(Excerpts of pointing data)

════════════════════

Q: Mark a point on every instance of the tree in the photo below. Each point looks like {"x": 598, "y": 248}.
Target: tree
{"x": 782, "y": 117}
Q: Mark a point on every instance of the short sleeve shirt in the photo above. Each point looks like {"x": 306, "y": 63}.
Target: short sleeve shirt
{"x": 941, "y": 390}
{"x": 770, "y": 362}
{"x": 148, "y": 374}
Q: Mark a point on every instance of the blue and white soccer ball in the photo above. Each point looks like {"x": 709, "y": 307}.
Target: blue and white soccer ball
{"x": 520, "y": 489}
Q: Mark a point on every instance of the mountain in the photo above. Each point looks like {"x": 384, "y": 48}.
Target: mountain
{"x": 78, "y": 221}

════════════════════

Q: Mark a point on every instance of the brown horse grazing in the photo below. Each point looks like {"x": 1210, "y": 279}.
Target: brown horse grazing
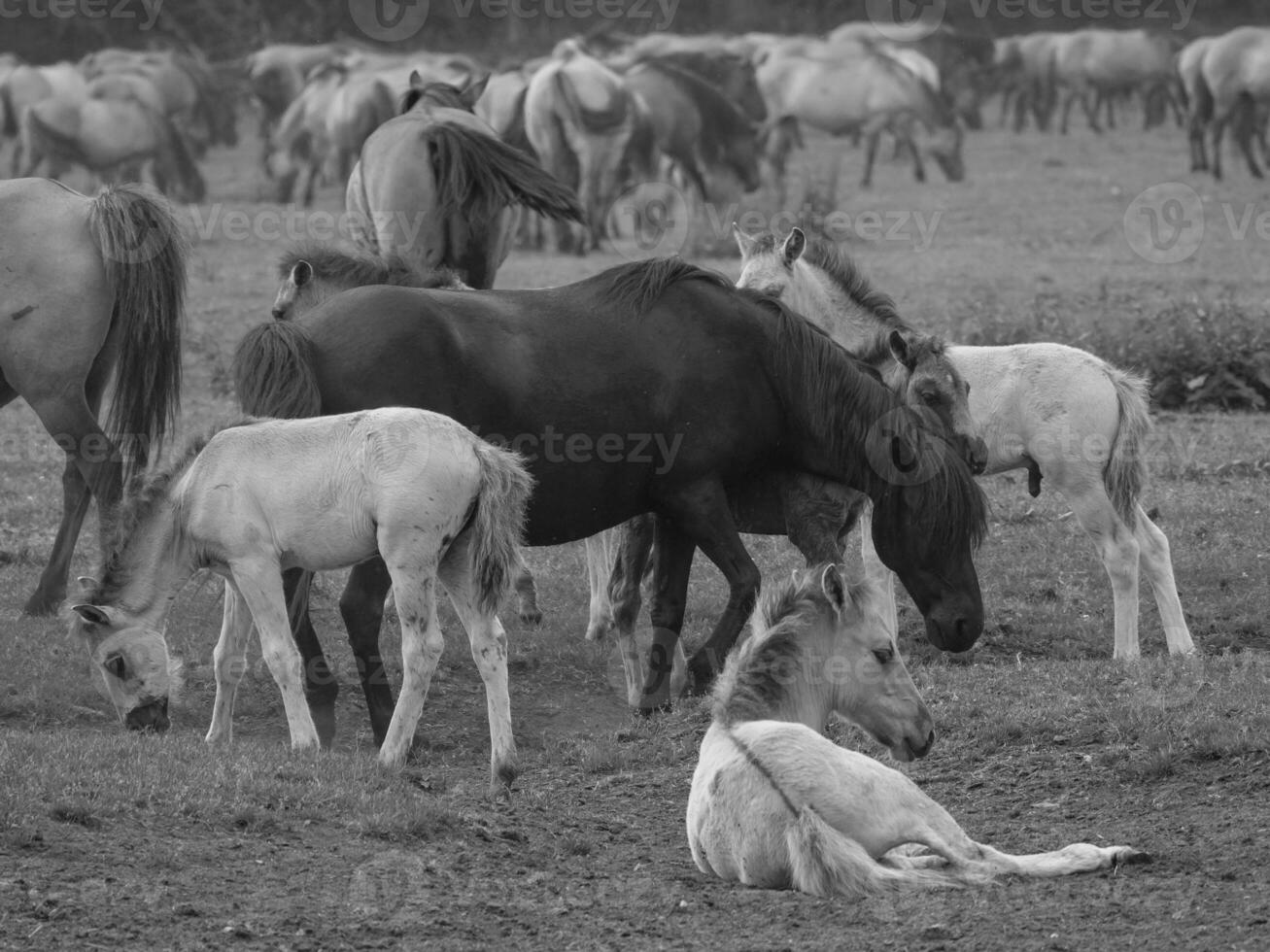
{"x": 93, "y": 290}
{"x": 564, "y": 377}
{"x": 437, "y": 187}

════════════════════

→ **AIM OF THE TASK**: Report each line of the listing above that contains the word "soccer".

→ **SOLUTION FOR THIS TASK**:
Q: Mark a point on every instance of the blue and white soccer ball in the photo above. Each point looks like {"x": 709, "y": 307}.
Target: blue and white soccer ball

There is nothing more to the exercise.